Material supplied start

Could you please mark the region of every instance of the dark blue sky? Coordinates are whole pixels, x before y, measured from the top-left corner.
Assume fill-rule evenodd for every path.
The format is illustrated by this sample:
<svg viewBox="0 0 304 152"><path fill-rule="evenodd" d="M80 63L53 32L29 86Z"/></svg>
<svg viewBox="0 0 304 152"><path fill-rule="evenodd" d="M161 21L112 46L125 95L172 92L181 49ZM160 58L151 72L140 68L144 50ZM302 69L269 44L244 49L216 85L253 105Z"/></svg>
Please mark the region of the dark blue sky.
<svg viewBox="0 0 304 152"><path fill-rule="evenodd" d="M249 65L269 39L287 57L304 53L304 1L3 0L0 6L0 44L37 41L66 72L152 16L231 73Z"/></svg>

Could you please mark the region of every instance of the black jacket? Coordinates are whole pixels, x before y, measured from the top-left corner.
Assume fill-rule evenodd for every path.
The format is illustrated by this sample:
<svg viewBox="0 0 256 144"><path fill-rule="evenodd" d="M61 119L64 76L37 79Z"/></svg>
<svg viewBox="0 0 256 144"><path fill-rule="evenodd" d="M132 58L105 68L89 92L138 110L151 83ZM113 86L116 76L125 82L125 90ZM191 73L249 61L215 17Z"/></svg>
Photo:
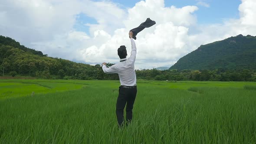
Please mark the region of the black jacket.
<svg viewBox="0 0 256 144"><path fill-rule="evenodd" d="M147 20L144 22L141 23L139 26L130 30L130 32L132 32L133 33L132 38L134 39L136 39L135 36L138 33L143 30L145 27L150 27L155 24L156 24L156 22L154 21L150 20L149 18L147 18Z"/></svg>

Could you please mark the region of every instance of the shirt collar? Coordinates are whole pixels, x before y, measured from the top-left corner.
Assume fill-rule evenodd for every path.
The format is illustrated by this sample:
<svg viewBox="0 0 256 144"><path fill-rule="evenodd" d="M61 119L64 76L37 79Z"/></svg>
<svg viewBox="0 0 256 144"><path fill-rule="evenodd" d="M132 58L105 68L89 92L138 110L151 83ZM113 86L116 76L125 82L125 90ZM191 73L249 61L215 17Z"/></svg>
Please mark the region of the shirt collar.
<svg viewBox="0 0 256 144"><path fill-rule="evenodd" d="M121 61L125 61L125 60L127 60L127 59L126 58L125 58L125 59L120 59L120 62Z"/></svg>

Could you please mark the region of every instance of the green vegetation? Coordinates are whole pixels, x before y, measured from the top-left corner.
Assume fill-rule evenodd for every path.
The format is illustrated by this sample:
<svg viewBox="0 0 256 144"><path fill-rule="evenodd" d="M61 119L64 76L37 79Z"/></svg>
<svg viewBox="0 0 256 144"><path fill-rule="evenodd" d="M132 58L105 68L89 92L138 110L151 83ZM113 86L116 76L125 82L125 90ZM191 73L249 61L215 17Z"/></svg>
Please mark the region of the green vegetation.
<svg viewBox="0 0 256 144"><path fill-rule="evenodd" d="M242 35L202 45L170 69L256 69L256 36Z"/></svg>
<svg viewBox="0 0 256 144"><path fill-rule="evenodd" d="M1 80L0 143L256 142L255 82L138 81L133 121L122 129L119 85Z"/></svg>
<svg viewBox="0 0 256 144"><path fill-rule="evenodd" d="M210 70L183 69L184 67L182 68L177 67L178 69L164 71L160 71L156 69L137 69L136 71L136 75L138 79L151 80L255 82L256 81L256 67L251 66L256 64L256 61L255 61L256 59L254 59L254 57L256 57L256 56L253 57L249 56L256 53L253 52L253 50L256 49L255 46L256 46L256 43L254 45L254 43L253 43L254 41L253 41L254 39L256 39L254 37L237 36L227 39L223 41L217 42L209 45L202 46L198 48L199 50L194 51L187 56L181 58L176 64L171 68L171 69L175 68L176 66L175 65L181 62L183 62L183 61L184 60L184 62L181 63L181 65L184 66L187 64L189 64L196 66L195 67L187 67L190 69L194 68L195 69L200 69L203 68ZM230 41L232 42L230 43L233 43L232 45L230 43ZM236 42L234 43L234 42ZM224 43L225 44L224 45ZM217 47L216 47L216 44L218 44L218 46ZM239 49L232 49L233 47L229 47L230 45L232 46L232 46L239 46L238 47ZM207 48L210 46L210 46L210 49ZM241 50L240 48L243 47L243 46L245 46L246 49ZM217 47L218 48L217 49L215 49ZM210 50L208 49L210 49L210 52L208 52ZM205 52L202 52L203 53L200 53L199 55L197 56L197 52L198 50L200 50L201 52L205 51ZM225 52L221 52L222 51ZM246 59L243 57L238 57L237 56L240 55L236 54L236 56L234 56L232 55L233 54L231 55L234 53L231 52L230 51L237 52L238 54L243 53L245 56L249 56L249 57ZM216 52L217 52L223 53L223 54L230 54L231 55L226 58L230 58L233 56L235 58L233 59L236 60L234 61L234 62L233 62L237 63L238 65L240 65L240 62L243 62L244 66L241 67L234 66L225 67L223 69L218 68L219 64L221 63L219 62L214 64L214 65L216 66L211 65L210 68L197 66L198 65L203 65L206 63L210 64L212 63L211 62L215 62L213 61L216 58L214 57L215 56L214 56L214 55L218 55L218 56L222 56L219 54L217 54ZM209 55L213 56L208 56ZM223 55L221 56L226 56ZM190 60L189 62L187 62L186 60L187 59L186 58L190 57L192 59L196 59L195 58L198 59L197 59L197 61ZM205 58L211 58L210 61L207 61L205 59ZM218 59L221 59L219 58L218 58ZM117 56L117 60L118 60L118 57ZM246 62L244 62L244 60L246 60ZM236 62L237 61L240 62ZM192 62L195 62L196 63L191 63ZM251 66L249 66L247 64ZM108 63L107 66L110 66L112 65L113 64ZM226 64L224 65L226 65ZM220 67L222 68L222 67ZM4 68L5 75L15 76L17 78L20 76L30 76L40 79L119 79L118 75L116 74L108 75L104 73L98 64L92 66L83 63L77 63L58 58L49 57L47 56L46 55L43 55L41 52L27 48L23 46L20 45L19 43L10 38L0 36L0 74L3 73ZM159 67L158 69L164 69L166 68ZM0 76L0 79L2 79L4 78Z"/></svg>

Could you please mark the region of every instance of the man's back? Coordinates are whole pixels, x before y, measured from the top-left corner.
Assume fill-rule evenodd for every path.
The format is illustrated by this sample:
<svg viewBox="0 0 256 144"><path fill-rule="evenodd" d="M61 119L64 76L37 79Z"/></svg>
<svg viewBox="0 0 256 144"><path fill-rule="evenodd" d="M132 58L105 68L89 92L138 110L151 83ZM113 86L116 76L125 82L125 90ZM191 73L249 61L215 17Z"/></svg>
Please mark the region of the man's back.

Material supplied end

Request
What needs duplicating is the run of lines from the one containing "the man's back?" through the last line of the entries above, exact and complete.

Output of the exercise
Could you please mark the region of every instance of the man's back? Coordinates are whole pixels, x before y, measured from the top-left corner.
Assume fill-rule evenodd for every path.
The format is illustrated by this sample:
<svg viewBox="0 0 256 144"><path fill-rule="evenodd" d="M61 119L64 76L37 79Z"/></svg>
<svg viewBox="0 0 256 144"><path fill-rule="evenodd" d="M132 58L105 68L89 92L138 110L151 83ZM113 86L116 76L125 82L125 90ZM191 73L249 61L215 17Z"/></svg>
Please mark the region of the man's back.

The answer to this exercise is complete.